--- Fragmento del texto ---

Oí hablar del hombre nuevo en tiempos juveniles cuando frecuenté en mis veinte años, en Chile, primeros sesenta del siglo veinte, a un grupo religioso católico que he mencionado muchas veces. Se habla de él frecuentemente en las Escrituras, especialmente en San Pablo, como la necesidad de la transformación personal en Cristo con el fin de superar las limitaciones personales y de contexto en búsqueda de una entrega a los preceptos evangélicos. Para mí y para los miembros del grupo, era, como ha ocurrido desde los primeros tiempos del cristianismo, una llamada a lo más íntimo y especialmente al apego desinteresado a un ideal, cuestión que tanto atractivo tiene –o tenía porque los tiempos han cambiado– para los adolescentes o los muy jóvenes.

Esa idea de renovación personal desde la Fe, esa lucha a favor de un estado de mayor conciencia del sí mismo –que repercutía necesariamente en el nosotros– aparte de la dimensión más íntima que sin duda puede llamarse espiritual, representaba para mí y para algunos de los del grupo, en esos tiempos de aguda controversia política en Latinoamérica, el fundamento de una respuesta fuerte, y profunda –nos llegaba al alma– que señalaba en dirección opuesta al llamado marxista-leninista que proponía militancia a los jóvenes usando todos los recursos del credo revolucionario trasmutado en religión secular.

--- Datos para examinar ---

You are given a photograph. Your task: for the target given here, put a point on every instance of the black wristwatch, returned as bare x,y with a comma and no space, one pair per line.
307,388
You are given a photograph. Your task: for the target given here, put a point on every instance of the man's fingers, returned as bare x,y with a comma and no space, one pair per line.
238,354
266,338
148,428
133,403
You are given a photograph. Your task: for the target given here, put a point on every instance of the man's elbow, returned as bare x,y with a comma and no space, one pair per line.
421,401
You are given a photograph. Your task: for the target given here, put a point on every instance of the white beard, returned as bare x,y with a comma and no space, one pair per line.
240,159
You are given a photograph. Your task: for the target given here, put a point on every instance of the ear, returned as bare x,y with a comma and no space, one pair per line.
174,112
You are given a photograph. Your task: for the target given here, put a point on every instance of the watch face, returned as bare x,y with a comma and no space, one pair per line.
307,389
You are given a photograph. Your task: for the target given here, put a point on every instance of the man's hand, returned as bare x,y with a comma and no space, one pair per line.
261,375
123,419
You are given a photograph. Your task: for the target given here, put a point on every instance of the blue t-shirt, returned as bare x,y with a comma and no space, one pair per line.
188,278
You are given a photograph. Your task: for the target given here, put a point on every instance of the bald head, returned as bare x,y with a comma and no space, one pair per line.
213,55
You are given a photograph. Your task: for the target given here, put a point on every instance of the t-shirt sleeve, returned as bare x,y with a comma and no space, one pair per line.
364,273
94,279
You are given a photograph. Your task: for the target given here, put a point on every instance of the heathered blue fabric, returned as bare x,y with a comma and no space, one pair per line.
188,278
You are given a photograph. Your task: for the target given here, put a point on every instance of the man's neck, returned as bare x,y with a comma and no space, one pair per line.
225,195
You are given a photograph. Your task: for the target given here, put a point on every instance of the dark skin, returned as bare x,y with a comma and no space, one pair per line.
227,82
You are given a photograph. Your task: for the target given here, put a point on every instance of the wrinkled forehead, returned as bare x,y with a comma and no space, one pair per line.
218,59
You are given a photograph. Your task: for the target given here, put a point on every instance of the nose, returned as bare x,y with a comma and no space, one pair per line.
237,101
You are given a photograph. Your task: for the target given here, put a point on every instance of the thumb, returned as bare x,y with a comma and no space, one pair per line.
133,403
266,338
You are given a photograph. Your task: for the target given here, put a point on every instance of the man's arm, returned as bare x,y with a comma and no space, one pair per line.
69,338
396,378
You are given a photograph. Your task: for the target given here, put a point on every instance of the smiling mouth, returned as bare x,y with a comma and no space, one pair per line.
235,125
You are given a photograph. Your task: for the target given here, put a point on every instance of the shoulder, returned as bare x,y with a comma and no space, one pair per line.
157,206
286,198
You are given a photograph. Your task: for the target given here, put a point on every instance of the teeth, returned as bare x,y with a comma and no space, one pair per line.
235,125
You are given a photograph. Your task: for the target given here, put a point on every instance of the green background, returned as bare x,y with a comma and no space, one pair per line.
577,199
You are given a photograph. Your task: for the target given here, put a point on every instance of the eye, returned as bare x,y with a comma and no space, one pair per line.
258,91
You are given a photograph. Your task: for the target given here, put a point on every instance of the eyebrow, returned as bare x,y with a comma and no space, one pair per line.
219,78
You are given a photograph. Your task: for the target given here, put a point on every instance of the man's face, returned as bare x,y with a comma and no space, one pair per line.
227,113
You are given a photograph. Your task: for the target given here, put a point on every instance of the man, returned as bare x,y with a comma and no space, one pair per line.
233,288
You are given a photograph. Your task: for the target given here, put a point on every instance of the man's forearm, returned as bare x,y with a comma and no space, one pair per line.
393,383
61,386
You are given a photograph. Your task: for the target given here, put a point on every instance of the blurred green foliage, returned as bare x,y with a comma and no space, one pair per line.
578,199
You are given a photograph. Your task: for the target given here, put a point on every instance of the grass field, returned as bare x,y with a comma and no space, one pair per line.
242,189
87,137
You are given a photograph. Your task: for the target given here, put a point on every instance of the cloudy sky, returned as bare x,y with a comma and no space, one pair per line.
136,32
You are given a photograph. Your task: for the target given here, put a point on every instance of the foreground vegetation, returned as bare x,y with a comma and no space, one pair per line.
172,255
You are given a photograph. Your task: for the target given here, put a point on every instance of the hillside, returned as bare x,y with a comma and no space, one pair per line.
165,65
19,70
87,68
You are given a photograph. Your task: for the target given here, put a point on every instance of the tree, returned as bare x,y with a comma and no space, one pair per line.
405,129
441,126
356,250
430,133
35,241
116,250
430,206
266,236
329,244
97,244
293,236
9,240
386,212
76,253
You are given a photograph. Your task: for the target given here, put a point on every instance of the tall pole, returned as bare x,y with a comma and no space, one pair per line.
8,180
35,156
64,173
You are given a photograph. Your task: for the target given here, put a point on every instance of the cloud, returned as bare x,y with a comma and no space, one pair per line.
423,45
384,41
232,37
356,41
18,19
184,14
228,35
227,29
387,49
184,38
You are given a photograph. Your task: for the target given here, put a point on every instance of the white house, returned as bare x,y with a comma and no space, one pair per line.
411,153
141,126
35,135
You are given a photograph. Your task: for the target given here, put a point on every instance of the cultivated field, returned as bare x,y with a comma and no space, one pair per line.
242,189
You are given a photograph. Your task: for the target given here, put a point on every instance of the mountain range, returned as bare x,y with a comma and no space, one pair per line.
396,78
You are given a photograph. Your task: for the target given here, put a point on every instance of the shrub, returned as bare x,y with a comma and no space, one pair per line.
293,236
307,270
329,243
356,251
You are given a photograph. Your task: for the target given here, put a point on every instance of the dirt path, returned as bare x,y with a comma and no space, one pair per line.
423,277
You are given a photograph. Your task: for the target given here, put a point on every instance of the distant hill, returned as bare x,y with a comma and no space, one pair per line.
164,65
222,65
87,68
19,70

---

Preguntas planteadas:
a: Transcribe del fragmento sobre el hombre nuevo el tramo que va desde "Esa idea de" hasta "en religión secular.".
b: Según el fragmento sobre el hombre nuevo, ¿con qué fin plantean las Escrituras la transformación personal en Cristo?

Respuestas por tarea:
a:
Esa idea de renovación personal desde la Fe, esa lucha a favor de un estado de mayor conciencia del sí mismo –que repercutía necesariamente en el nosotros– aparte de la dimensión más íntima que sin duda puede llamarse espiritual, representaba para mí y para algunos de los del grupo, en esos tiempos de aguda controversia política en Latinoamérica, el fundamento de una respuesta fuerte, y profunda –nos llegaba al alma– que señalaba en dirección opuesta al llamado marxista-leninista que proponía militancia a los jóvenes usando todos los recursos del credo revolucionario trasmutado en religión secular.

b: Con el fin de superar las limitaciones personales y de contexto, en búsqueda de una entrega a los preceptos evangélicos.